*EXCERPTED TEXT:*
************

San Diego Union-Tribune

TV anchor turns author on sports book for children

- BRYCE MILLER Columnist

Hint to Fox 5 San Diego anchor Andrew Luria that his bucket-list goal had developed some rust, long after he settled in rust-free Southern California, and a sheepish smile creases his face. He was 26, new to broadcasti­ng and not yet a parent. He wanted to write a sports-related book for kids.

He started typing … and typing … and typing.

Now, the 41-year-old father of three can give that nagging bucket a satisfying kick as the book, “The Adventures of Charlie Marley: Midnight’s Moment in Time” debuts this weekend on Amazon. Rough math says the 26.5-pagesper-year pace shows f lashes of the stick-to-itiveness polished as a two-sport athlete at the Cornell University.

“This dates back, I’m almost embarrasse­d to say, to 2006,” Luria said.

The book draws from the life of Luria, a Washington D.C.-area kid who roamed Ivy League hallways as a baseball and football player. He blended two loves, sports and a self-proclaimed “space nerd” fascinatio­n with the cosmos, to fashion fiction for young readers.

The page-turning skinny: The main character and a friend meet a quirky inventor who struck out in the most embarrassi­ng way to end the 1994 World Series. That series never happened, as San Diego well knows, because of a strike that created tasty beer homage to Tony Gwynn named .394.

Time travel steers the group into the fray of six unforgetta­ble moments in sports, from Babe Ruth’s called shot at the World Series and the Stanford band storming the field against Cal to misadventu­res involving Mary Lou Retton, Jackie Robinson, Michael Jordan and Babe Didrikson Zaharias.

************

*DATA ROWS:*
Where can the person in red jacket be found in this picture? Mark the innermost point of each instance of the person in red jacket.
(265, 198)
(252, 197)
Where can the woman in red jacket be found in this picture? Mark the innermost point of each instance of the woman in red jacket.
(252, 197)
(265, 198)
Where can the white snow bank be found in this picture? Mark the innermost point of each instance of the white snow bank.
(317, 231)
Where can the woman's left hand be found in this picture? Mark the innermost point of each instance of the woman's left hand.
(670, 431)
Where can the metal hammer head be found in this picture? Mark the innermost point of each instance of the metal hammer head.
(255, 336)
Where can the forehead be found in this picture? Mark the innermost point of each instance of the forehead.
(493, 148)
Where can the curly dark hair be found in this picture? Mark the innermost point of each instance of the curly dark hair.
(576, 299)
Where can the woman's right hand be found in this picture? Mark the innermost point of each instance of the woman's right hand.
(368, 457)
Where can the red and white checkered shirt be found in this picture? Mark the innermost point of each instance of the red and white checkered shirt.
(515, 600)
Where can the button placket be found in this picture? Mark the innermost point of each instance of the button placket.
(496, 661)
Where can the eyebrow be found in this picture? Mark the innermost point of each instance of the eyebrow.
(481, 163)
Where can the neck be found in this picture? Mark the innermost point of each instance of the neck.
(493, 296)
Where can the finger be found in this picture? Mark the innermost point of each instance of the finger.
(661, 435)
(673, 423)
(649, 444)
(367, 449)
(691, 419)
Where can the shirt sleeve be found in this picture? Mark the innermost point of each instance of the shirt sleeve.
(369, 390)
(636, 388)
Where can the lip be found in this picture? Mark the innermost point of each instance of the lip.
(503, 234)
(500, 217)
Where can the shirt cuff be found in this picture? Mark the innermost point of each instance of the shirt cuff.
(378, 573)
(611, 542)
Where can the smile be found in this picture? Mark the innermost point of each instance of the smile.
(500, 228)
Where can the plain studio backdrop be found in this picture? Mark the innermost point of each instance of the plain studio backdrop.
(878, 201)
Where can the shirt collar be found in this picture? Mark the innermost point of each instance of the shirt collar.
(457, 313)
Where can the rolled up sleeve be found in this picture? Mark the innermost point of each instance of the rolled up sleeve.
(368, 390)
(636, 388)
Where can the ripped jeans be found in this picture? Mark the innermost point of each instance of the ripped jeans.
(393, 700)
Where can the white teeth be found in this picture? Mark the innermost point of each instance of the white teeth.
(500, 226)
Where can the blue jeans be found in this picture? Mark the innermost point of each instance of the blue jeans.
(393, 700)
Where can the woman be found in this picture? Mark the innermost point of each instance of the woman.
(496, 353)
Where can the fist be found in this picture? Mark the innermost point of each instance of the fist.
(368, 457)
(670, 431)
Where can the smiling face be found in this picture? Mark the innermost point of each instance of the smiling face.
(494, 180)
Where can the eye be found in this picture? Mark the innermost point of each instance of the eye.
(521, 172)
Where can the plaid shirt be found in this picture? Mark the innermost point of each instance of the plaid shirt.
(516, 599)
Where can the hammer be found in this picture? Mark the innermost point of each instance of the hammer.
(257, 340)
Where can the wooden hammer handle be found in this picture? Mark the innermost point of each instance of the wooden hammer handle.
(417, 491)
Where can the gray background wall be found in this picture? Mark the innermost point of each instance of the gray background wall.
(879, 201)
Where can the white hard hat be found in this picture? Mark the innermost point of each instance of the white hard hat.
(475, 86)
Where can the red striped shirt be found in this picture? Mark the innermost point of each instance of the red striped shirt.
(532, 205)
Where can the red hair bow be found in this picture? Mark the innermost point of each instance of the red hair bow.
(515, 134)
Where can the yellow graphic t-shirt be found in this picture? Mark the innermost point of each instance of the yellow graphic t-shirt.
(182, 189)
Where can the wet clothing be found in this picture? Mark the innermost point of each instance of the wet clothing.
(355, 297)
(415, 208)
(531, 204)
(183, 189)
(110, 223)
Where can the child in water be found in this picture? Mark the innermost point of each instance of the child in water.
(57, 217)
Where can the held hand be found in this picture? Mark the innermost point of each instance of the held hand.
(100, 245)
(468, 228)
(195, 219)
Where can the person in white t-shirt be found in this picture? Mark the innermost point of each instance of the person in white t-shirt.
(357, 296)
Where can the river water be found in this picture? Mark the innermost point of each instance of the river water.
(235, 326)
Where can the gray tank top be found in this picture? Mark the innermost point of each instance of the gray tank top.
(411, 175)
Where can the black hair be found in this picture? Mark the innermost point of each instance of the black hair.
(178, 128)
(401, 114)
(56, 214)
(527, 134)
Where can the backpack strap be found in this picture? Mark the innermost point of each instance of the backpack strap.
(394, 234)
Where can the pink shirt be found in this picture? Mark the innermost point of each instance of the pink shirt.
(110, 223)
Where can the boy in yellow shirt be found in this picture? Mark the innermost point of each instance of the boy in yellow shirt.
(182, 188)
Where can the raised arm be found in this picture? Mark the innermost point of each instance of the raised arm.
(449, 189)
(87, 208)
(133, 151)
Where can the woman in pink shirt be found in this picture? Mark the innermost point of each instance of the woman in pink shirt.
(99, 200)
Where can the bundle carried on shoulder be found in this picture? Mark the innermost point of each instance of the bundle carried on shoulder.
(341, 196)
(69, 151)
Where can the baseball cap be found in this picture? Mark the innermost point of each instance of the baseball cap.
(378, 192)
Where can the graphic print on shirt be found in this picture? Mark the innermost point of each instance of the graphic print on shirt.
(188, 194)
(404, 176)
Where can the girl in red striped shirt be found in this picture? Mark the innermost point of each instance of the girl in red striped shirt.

************

*PROBLEM SET:*
a: Report how many lines of the records contain the string "hair", with case counting. Give only the number.
b: Supply the next part of the article about the TV anchor's children's sports book, starting after its last sentence.

*EXPECTED ANSWERS:*
a: 3

b:
Luria wedged writing in between starting his own family and time at the TV station. He pinpointed an illustrato­r. He began his own publishing company.

The years piled up. “It's that sports mentality of, I'm not giving up on this,” he said.

Luria's sports focus gained steam at Cornell, where he became captain of the baseball team as a second baseman and center fielder. He began his career with a hit in his first at-bat and ended it with another in his final plate appearance to upend rival Princeton.

Another swing stands out.

“The moment I remember the most is hitting a game-winning home run the day after my grandfathe­r died, my senior year,” Luria said. “It was the top of the inning and we still needed three outs. I gave a hug to my pitcher and said, ‘You've got to finish it for us.' And he did.

“It was an emotional moment.”

The memories flood back, especially for someone living in warm and comfy Carlsbad.

Luria shivered at the team's baseball laps in Ithaca, N.Y., especially after pushing eventual national champion Miami into extra innings.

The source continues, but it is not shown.